Exercise objective
Whenever a line below includes the string "wooded", show it.

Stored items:
· · · · · · ·

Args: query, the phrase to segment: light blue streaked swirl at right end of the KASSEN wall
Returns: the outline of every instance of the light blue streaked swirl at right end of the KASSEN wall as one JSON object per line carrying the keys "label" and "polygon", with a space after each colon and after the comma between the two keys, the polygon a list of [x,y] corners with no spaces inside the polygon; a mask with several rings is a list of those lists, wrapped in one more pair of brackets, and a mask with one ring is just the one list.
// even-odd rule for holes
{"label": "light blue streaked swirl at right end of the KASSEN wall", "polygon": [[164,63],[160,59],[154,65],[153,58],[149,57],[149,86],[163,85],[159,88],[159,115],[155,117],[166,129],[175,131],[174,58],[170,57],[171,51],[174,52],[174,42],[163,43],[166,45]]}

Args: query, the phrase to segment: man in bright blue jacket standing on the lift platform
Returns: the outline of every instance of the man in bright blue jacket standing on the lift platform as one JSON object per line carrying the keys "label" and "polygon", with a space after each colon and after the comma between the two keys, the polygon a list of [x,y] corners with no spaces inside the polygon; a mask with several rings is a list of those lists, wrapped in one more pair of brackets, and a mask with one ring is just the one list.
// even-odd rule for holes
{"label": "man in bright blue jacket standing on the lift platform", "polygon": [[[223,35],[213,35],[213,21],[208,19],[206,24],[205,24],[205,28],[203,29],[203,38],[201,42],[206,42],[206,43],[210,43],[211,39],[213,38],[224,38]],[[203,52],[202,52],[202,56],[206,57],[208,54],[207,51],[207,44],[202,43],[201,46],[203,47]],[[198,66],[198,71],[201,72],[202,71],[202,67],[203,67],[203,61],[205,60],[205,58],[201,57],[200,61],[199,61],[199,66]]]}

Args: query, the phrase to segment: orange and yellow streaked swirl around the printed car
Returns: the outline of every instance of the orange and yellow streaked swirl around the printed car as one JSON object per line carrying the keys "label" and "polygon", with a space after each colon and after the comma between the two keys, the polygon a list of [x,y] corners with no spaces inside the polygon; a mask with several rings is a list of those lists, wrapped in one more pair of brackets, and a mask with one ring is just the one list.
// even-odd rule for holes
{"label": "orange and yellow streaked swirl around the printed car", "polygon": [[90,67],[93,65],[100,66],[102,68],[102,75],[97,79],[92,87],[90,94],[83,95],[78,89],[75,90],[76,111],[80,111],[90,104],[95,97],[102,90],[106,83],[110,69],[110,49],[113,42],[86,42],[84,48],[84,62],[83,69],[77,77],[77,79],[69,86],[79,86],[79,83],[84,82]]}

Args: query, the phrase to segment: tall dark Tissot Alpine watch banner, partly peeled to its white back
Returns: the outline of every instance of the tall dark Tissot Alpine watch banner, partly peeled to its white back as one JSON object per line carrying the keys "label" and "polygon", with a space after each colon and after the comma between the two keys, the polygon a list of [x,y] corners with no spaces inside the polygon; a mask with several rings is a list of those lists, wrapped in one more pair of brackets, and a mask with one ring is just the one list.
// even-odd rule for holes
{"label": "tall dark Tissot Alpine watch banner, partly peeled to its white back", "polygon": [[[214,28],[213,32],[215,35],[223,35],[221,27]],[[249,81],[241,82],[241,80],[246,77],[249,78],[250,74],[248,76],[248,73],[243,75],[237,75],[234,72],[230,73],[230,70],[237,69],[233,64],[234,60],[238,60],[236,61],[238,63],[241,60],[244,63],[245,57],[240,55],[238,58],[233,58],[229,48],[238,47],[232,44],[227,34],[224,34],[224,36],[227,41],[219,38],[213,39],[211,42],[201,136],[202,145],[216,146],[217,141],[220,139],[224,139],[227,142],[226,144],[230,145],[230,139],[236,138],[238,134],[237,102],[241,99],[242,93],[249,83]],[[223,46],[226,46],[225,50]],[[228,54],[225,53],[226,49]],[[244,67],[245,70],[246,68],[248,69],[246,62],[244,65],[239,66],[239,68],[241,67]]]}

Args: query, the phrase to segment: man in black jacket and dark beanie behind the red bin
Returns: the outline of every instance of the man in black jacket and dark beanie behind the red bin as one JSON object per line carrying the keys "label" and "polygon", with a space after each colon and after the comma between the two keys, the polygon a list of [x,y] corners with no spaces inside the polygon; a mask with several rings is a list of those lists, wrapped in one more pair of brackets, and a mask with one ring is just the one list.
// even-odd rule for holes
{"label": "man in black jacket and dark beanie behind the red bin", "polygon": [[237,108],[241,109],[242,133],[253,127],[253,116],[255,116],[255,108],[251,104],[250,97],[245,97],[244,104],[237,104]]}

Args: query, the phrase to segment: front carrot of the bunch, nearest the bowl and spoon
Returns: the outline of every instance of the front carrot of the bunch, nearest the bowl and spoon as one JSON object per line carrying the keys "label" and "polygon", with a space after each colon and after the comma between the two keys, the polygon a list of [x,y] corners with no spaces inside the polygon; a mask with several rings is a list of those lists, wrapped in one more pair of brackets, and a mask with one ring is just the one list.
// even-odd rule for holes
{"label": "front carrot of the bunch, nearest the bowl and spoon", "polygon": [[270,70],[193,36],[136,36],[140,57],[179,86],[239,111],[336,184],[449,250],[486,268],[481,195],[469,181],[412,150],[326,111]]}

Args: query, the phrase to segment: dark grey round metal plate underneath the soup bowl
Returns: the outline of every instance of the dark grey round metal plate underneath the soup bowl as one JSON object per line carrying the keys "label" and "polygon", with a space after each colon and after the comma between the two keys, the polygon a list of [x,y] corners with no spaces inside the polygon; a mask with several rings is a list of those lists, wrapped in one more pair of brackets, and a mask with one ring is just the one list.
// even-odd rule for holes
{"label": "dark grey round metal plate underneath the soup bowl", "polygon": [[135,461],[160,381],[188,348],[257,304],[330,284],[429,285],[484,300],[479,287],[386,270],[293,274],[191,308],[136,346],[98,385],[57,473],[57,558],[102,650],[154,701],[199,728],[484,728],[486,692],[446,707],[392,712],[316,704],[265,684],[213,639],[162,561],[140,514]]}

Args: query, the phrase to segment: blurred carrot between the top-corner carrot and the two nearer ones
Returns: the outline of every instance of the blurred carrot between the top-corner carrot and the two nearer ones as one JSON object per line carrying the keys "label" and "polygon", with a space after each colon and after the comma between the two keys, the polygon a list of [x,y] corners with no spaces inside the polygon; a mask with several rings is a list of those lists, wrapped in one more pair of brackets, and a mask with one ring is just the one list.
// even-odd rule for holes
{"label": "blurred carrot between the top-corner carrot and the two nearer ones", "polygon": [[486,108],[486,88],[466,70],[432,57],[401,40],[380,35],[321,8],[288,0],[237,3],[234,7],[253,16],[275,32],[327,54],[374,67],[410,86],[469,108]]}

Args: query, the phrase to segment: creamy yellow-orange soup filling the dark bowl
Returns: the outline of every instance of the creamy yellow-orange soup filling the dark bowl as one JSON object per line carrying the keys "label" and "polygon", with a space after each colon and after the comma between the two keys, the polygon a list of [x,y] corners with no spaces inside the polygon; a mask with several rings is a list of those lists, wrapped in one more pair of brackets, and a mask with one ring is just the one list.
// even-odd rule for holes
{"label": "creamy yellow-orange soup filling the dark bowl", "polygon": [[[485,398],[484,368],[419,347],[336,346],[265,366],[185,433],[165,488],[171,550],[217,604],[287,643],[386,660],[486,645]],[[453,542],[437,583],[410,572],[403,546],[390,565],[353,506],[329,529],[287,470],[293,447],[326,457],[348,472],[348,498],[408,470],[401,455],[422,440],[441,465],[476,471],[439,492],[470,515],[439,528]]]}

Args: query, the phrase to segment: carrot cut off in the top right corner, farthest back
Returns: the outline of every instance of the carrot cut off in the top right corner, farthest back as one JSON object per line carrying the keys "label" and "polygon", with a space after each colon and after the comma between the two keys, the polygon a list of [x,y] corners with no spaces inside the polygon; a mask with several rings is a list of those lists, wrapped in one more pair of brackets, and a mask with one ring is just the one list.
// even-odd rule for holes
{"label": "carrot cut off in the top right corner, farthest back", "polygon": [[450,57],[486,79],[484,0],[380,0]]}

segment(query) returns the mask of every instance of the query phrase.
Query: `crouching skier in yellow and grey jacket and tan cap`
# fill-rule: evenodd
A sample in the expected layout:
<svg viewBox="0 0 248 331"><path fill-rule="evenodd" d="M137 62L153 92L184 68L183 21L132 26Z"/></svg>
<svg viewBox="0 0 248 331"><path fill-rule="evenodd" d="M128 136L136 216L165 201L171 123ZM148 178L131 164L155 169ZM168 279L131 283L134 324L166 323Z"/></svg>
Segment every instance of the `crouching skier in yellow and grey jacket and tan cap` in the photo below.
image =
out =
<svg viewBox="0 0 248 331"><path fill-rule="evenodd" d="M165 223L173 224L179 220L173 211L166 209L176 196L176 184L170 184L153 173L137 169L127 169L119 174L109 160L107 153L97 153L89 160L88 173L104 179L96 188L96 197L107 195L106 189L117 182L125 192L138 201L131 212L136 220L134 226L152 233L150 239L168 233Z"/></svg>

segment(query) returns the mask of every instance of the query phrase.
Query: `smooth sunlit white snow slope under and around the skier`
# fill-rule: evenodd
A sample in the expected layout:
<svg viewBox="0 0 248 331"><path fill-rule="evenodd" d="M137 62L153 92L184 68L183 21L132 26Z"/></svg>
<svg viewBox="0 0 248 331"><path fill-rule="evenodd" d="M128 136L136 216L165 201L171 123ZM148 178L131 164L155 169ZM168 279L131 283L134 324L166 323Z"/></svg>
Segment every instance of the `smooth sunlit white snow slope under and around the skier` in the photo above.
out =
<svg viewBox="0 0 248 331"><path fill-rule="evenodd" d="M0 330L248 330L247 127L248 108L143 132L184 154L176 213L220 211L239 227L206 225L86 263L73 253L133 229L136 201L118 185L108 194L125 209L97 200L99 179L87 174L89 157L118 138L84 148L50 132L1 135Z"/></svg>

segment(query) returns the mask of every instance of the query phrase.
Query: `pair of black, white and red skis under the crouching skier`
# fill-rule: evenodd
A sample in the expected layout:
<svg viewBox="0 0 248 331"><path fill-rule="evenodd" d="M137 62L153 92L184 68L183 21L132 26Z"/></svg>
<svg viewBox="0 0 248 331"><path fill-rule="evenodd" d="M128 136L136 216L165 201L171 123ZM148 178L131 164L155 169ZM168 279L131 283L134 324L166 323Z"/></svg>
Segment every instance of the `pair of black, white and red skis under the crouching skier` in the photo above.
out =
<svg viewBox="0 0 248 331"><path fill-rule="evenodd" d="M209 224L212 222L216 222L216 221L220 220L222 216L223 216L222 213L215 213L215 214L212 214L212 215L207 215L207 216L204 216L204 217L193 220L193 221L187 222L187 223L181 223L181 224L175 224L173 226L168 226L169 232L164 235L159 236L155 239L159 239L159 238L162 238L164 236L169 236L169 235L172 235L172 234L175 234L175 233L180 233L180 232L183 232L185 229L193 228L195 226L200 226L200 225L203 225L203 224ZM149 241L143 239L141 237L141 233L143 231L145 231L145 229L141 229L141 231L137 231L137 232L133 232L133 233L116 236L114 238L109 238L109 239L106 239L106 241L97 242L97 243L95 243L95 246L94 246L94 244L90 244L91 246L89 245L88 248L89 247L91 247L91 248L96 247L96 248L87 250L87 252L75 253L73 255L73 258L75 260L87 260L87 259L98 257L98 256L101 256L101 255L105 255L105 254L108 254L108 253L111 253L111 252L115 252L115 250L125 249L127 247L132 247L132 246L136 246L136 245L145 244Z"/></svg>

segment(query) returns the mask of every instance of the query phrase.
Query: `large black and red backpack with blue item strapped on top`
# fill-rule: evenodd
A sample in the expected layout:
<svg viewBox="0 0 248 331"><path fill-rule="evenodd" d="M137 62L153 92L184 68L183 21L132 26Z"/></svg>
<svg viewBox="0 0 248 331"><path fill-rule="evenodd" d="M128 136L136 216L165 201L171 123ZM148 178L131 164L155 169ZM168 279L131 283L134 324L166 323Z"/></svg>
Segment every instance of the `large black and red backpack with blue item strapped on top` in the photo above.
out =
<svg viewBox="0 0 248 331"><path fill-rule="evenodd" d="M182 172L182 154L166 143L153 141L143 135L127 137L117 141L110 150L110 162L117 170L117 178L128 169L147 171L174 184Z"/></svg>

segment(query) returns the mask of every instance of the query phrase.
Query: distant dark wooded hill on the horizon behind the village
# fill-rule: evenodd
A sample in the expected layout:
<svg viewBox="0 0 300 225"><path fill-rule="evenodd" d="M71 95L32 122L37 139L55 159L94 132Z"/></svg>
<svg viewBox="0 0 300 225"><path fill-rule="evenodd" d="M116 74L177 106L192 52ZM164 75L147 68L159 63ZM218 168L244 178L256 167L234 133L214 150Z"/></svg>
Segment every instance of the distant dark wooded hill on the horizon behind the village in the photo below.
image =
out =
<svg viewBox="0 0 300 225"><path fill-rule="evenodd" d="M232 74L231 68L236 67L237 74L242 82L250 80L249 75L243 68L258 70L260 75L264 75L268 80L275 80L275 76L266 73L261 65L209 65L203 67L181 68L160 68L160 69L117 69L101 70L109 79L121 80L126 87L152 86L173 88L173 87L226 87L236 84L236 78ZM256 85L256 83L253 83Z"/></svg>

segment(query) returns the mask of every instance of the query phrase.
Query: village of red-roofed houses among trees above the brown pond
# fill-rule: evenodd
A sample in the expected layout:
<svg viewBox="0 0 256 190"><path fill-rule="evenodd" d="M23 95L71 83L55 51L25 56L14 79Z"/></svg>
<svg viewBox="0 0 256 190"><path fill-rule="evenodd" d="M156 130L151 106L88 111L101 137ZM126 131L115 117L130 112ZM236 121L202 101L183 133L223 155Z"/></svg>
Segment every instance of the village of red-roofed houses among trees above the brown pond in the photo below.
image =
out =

· · · · · · ·

Output of the exercise
Query: distant dark wooded hill on the horizon behind the village
Segment every instance of the distant dark wooded hill on the horizon behind the village in the photo below.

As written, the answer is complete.